## Stated task a:
Add 31 to every coordinate in the answers of the dataset rows below, then write all the rows out again with their requests included. Omit the pictures from your version.

## Text extract:
┄┄┄┄┄┄┄┄┄┄

In January 2010, MPI Home Video acquired the series' Region 1 rights under license from Jack Chertok Productions. At the time, it was announced that they planned on releasing season 3 on DVD in the summer of 2010. This release, however, never materialized and was postponed. It was subsequently released on October 30, 2012.

MPI re-released season 1 on June 24, 2014. and season 2 on December 23, 2014.

On October 20, 2015, MPI Home Video released My Favorite Martian- The Complete Series on Region 1 DVD.

In Region 4 (Australia), Umbrella Entertainment released all 3 seasons on DVD. These releases are all Region Free. The season 1 release includes special features, such as audio commentary with Ann Marshall, a stills gallery, script, and interview with Ann Marshall. The season 3 release also includes special features, such as an unaired version of the series pilot, behind the scenes home movies, interviews with Stan Frazen, Ted Rich, James Hulsey, and Wayne Stam, as well as audio commentary by James's Hulsey and Chertok historian and licensing manager Peter Greenwood. In addition, there are also scans of the original comic series, scripts, and the shooting schedule.

Reception
In its first season, My Favorite Martian did extremely well in the Nielsen ratings, ranking at No. 10. However, by the end of the second season the show had dipped to No. 24. Still, the series was doing well enough to be renewed for a third season. Ratings dipped even further in the third season due to repetitive story lines involving Martin's time machine, and the series was canceled.

Spin-offs

Animated series

An animated series, My Favorite Martians, was made by Filmation and was broadcast as part of the Saturday morning programming on CBS from September 8, 1973, to December 22, 1973, for a total of sixteen episodes. The series features Tim, Martin, Mrs. Brown and Detective Brennan (Brennan is considerably different). To appeal to a younger audience, Uncle Martin is joined by his Martian nephew named Andromeda, nicknamed "Andy", who only has one antenna and thus lesser powers than Uncle Martin and did appear in one episode of the live-action series. The pair also have a Martian pet named Okey, a sort of bouncing sheepdog with antennae. Tim also had a niece of his own, named Katie, living with them. Brennan also had a teenage son named Brad living with him and a pet chimpanzee named Chump. None of the characters were voiced by the original actors; Bixby was at the time committed to his latest project, The Magician, and Walston tried to distance himself from the role. As a result, Jonathan Harris voiced Martin and Jane Webb voiced Mrs. Brown.

┄┄┄┄┄┄┄┄┄┄

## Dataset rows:
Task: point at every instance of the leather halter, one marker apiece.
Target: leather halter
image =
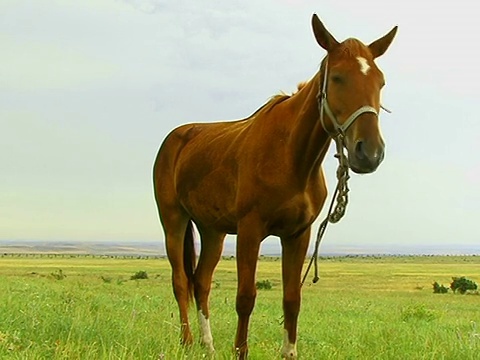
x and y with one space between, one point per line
340 129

┄┄┄┄┄┄┄┄┄┄

## Stated task b:
Pick up the text about the My Favorite Martian series and continue it from its last sentence.

## Exercise response a:
Task: point at every instance of the leather halter, one marker apiece.
Target: leather halter
image =
x and y with one space between, one point per line
371 160

## Exercise response b:
The cartoon utilized a number of scripts from what would have been season four of the live action show; as of early July 2013, Jack Chertok Television co-owned it, with the Chertok company retaining all merchandising rights to the show.

At least two VHS tape volumes were released of the cartoon series in 1989 by UAV. Distribution rights were held, as of April 2013, by Classic Media as part of their Filmation holdings.

Episodes

In other media

Feature film

The series was also remade as a feature film in 1999 starring Christopher Lloyd as the Martian and Jeff Daniels as Tim. This film was released and distributed by Walt Disney Pictures. Ray Walston was featured in the film (both Bill Bixby and Pamela Britton had since died; the former in 1993 and the latter in 1974) and played another Martian who had been trapped on Earth since the time of the first series and wore a similar space suit from the series; his cover was now that of a Government investigator of unidentified flying objects. However, the premise was changed: Martians such as Lloyd's Uncle Martin are now non-humanoids with four arms, four legs, and three eyes who use a gumball (which they call "nerplex") to assume human form. The "nerplex" comes in a selection that will turn the person ingesting it into assorted life forms, including Martian, Venusian and one to "never use" (Venox 7).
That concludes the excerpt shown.